'''

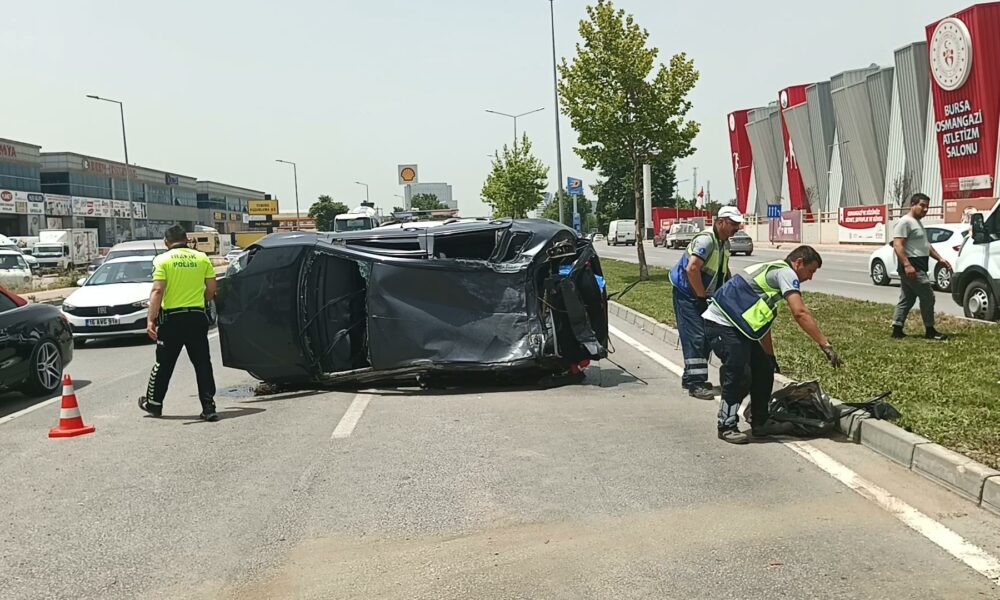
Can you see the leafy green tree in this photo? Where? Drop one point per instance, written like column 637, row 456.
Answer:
column 426, row 202
column 623, row 111
column 324, row 210
column 516, row 183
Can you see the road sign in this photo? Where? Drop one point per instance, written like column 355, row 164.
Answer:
column 262, row 207
column 574, row 186
column 407, row 174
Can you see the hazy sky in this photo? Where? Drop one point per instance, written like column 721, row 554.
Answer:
column 218, row 90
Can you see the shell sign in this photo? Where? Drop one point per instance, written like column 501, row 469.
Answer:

'''

→ Task directions
Quote all of the entries word for word, omitting any pictures.

→ Your response
Can you see the leafy green tree in this photo? Where? Drop one point per instance, written like column 637, row 456.
Answer:
column 426, row 202
column 623, row 111
column 324, row 210
column 516, row 183
Can you see the road sign in this photo? Where? Drop one point per instance, written like column 355, row 164.
Answer:
column 262, row 207
column 574, row 186
column 407, row 174
Can you see the hazy sky in this photo? Where? Drop one point per instance, written like column 721, row 554.
Answer:
column 218, row 90
Can you see the shell sign in this photo? Where? Drop one point per instance, written like column 501, row 469.
Answer:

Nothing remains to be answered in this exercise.